Blood vessels are lined with endothelial cells, which have a protective coating. This coating can become damaged in diabetes, leading to the development of complications like stroke, heart attack and kidney disease. Dr Satchell will study the coating in more detail to see if it can be used as a treatment to protect blood vessels in people with diabetes.

Background to research

In people with diabetes, blood vessels can become damaged and this can lead to serious complications like stroke, heart attacks and kidney disease. Controlling blood glucose levels and blood pressure reduce the risk of these complications, but we don’t currently have any therapies to protect blood vessels against damage.

Blood vessels have a protective gel-like coating called the ‘glycocalyx’, which can become damaged in diabetes. This coating is made up of many parts, but we don’t know which ones play the biggest protective role. Previous research suggests that a molecule called ‘heparan sulphate’ could be a vital part, but this hasn’t been proven yet.

Dr Satchell wants to study the glycocalyx coating in more detail, and see if heparan sulphate is a key component needed to keep the coating working properly. They also want to see if more heparan sulphate in the coating could prevent blood vessel damage.

**PROVIDED DATA**.
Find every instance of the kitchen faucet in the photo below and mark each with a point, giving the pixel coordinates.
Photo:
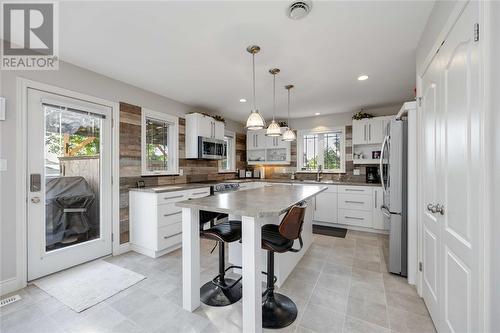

**WORK INSTRUCTION 1**.
Summarize the text on blood vessel research in diabetes in two sentences.
**WORK INSTRUCTION 2**.
Change the text on blood vessel research in diabetes by writing it out starting with "Blood vessels are" and going on through "people with diabetes.", with "coating" replaced by "layer".
**WORK INSTRUCTION 3**.
Go on with the text on protecting blood vessels in diabetes from the point where it stops.

**EXERCISE RESULT 1**.
Blood vessels have a protective gel-like coating called the glycocalyx, which can become damaged in diabetes and lead to complications such as stroke, heart attack and kidney disease, and there are currently no therapies to protect blood vessels against damage. Dr Satchell will study the coating in more detail to see whether heparan sulphate is a key component and whether more of it could prevent blood vessel damage.

**EXERCISE RESULT 2**.
Blood vessels are lined with endothelial cells, which have a protective layer. This layer can become damaged in diabetes, leading to the development of complications like stroke, heart attack and kidney disease. Dr Satchell will study the layer in more detail to see if it can be used as a treatment to protect blood vessels in people with diabetes.

**EXERCISE RESULT 3**.
Research aims

Dr Satchell and his team plan to see if heparan sulphate is an important part of the coating. They’re studying kidneys, as kidney blood vessels are easy to monitor.

The team will first study special mice that can’t make their own heparan sulphate, to see how this affects their kidney function. This will provide general insight into how heparan sulphate works.

After this, they’ll study the same mice, but some of them have diabetes. This will help them understand how much damage diabetes causes when heparan sulphate is there, and when it isn’t. The team can find out if heparan sulphate protects against some of this damage.

They will also study human kidney cells in the lab, making the cells produce more heparan sulphate. They will grow some of the cells in conditions similar to diabetes, for example with high sugar, to see if more heparan sulphate protects them from the effects of diabetes.

Potential benefit to people with diabetes

Blood vessel damage is a complication of diabetes that can affect many parts of the body, including the kidney, heart and eyes. Understanding if heparan sulphate plays an important role in protecting blood vessels will help scientist to develop new treatments to prevent blood vessel damage in people with diabetes.